#### REQUEST:
Retype the records below exactly as they appear.

[Records from a point labeling set]
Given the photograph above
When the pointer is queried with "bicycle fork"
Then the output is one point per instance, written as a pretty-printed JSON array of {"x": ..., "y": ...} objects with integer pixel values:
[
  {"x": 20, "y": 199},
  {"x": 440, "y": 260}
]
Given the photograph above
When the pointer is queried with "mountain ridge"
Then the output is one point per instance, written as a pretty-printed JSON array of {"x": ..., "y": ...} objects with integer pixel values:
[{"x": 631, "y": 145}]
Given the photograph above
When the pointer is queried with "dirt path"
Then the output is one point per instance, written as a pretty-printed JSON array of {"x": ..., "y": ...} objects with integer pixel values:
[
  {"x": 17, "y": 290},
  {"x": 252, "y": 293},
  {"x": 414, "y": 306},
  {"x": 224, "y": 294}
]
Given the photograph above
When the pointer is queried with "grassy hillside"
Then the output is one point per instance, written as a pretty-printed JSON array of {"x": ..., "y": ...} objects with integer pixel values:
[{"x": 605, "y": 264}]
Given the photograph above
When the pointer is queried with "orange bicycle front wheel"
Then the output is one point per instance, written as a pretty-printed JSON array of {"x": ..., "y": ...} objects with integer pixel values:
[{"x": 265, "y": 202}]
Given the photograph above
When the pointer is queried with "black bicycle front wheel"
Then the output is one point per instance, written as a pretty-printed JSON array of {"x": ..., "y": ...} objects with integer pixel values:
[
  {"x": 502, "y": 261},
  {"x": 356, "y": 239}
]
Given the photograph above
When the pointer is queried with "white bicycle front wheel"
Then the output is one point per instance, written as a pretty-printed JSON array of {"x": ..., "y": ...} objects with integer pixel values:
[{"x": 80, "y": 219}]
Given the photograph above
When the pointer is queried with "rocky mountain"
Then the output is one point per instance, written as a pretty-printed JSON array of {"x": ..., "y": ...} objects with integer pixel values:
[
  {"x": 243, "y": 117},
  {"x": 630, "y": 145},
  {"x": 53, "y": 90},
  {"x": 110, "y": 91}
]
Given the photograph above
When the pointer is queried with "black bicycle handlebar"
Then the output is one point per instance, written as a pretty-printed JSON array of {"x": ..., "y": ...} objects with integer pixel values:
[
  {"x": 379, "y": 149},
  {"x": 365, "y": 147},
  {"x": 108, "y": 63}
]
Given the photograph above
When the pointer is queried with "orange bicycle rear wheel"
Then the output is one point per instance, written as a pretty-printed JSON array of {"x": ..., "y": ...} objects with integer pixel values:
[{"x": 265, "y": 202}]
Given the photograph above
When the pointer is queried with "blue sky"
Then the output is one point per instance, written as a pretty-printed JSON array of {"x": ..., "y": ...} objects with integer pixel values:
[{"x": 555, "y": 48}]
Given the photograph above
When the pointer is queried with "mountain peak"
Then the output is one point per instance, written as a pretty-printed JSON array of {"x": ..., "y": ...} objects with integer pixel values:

#### COMPLETE RESPONSE:
Given the photograph above
When the pointer is queried with "bicycle fork"
Then the output is one point per instance, written as a pretty-printed JSON array of {"x": ..., "y": ...} objects with integer pixel values:
[
  {"x": 20, "y": 199},
  {"x": 440, "y": 260}
]
Given the photograph above
When the pointer is queried with "mountain ridge"
Then the output is one point per instance, written as a pretty-printed JSON array of {"x": ..., "y": ...} objects with integer pixel values:
[{"x": 631, "y": 145}]
Given the photograph above
When the pointer is queried with "dirt path"
Then the output is one point per instance, written as a pretty-printed JSON array of {"x": ..., "y": ...} objects with integer pixel values:
[
  {"x": 17, "y": 290},
  {"x": 252, "y": 293},
  {"x": 414, "y": 306},
  {"x": 224, "y": 294}
]
Given the photograph above
When the pointer is queried with "grassy hillside"
Then the output is one point per instance, written as a pretty-printed JSON array of {"x": ..., "y": ...} objects with integer pixel values:
[{"x": 605, "y": 264}]
Given the photograph above
When the pointer is queried with "orange bicycle front wheel"
Then the output is one point per instance, written as a pretty-printed JSON array of {"x": ..., "y": ...} objects with integer pixel values:
[{"x": 265, "y": 202}]
Given the photograph above
When the pointer is queried with "black bicycle front wheel"
Then the output is one point per instance, written as a pretty-printed JSON array of {"x": ..., "y": ...} objects with integer pixel values:
[
  {"x": 502, "y": 261},
  {"x": 356, "y": 239}
]
Given the photograph above
When the pointer is queried with "white bicycle front wheel"
Then the output is one point per instance, written as a pretty-printed JSON array of {"x": ..., "y": ...} objects with integer pixel values:
[{"x": 80, "y": 219}]
Given the photograph above
When the pointer is queried with "rocky mountain"
Then the output is one point per instance, written as a pretty-printed JSON array of {"x": ..., "y": ...} objects with integer pixel values:
[
  {"x": 243, "y": 117},
  {"x": 630, "y": 145},
  {"x": 53, "y": 90},
  {"x": 110, "y": 91}
]
Given the photograph above
When the pointer is queried with "black bicycle handlebar"
Then the output is one point per instance, written as a pretty-printed JSON array of {"x": ..., "y": ...} objects with integer pixel values:
[
  {"x": 379, "y": 149},
  {"x": 365, "y": 147},
  {"x": 108, "y": 63}
]
Given the photograph above
When the pointer is queried with "orange bicycle rear wheel"
Then the output is one point per instance, written as a pretty-printed JSON array of {"x": ..., "y": ...} objects with integer pixel values:
[{"x": 265, "y": 202}]
Given the photograph above
When the pointer is queried with "blue sky"
Then the output is one point per instance, written as a pretty-printed JSON array of {"x": ..., "y": ...} objects with integer pixel values:
[{"x": 555, "y": 48}]
Given the photograph above
When the pointer is queried with "mountain peak"
Then the output is one point per instance, written as a pretty-printed JSON array of {"x": ..., "y": ...} objects with integer pixel values:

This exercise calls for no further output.